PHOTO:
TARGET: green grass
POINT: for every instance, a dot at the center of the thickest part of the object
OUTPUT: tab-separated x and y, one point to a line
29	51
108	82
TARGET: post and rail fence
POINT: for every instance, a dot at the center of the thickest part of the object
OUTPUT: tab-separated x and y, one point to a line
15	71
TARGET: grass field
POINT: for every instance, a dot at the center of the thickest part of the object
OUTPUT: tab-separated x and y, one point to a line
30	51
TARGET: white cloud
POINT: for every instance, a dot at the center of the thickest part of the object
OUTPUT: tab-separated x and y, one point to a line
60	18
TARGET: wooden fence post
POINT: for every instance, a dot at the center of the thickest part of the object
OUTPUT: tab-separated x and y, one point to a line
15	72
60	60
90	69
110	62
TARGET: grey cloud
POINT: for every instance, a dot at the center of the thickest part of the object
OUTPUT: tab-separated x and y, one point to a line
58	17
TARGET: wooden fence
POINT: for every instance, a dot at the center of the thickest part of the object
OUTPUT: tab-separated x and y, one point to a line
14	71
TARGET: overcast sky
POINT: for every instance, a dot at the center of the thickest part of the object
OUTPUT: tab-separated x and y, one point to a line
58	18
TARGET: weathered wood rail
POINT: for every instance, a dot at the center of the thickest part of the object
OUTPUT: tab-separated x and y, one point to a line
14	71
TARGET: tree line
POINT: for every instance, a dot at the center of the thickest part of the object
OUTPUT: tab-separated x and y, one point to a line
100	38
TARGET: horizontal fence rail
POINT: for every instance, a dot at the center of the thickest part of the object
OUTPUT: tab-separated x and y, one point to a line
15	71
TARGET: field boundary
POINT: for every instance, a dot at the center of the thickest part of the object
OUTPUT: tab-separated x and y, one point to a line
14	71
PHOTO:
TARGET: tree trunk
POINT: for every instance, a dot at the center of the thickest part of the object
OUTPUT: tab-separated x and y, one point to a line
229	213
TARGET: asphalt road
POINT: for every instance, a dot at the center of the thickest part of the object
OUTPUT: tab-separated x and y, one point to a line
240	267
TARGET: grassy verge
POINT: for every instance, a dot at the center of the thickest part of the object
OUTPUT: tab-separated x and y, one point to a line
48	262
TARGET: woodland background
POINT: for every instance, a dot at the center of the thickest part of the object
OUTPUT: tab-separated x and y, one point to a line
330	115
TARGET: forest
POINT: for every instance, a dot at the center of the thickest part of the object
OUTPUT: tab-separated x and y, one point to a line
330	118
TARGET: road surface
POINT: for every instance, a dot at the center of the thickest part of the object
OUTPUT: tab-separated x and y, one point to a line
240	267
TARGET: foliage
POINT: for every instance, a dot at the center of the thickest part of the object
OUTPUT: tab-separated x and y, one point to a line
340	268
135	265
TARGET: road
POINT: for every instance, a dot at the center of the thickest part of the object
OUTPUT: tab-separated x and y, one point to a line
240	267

* **Stated task**
Reproduce the lines verbatim, beginning at the line that contains "TARGET: foliage" and ending with the final line, both included.

* **Answer to this task**
TARGET: foliage
POINT: for every instance, a dot at the center of the thickest part of the object
OUTPUT: tab-separated x and y, one point to a line
340	268
135	265
TARGET: road
POINT: for every instance, a dot at the center of the thickest part of the object
OUTPUT: tab-separated x and y, one point to a line
240	267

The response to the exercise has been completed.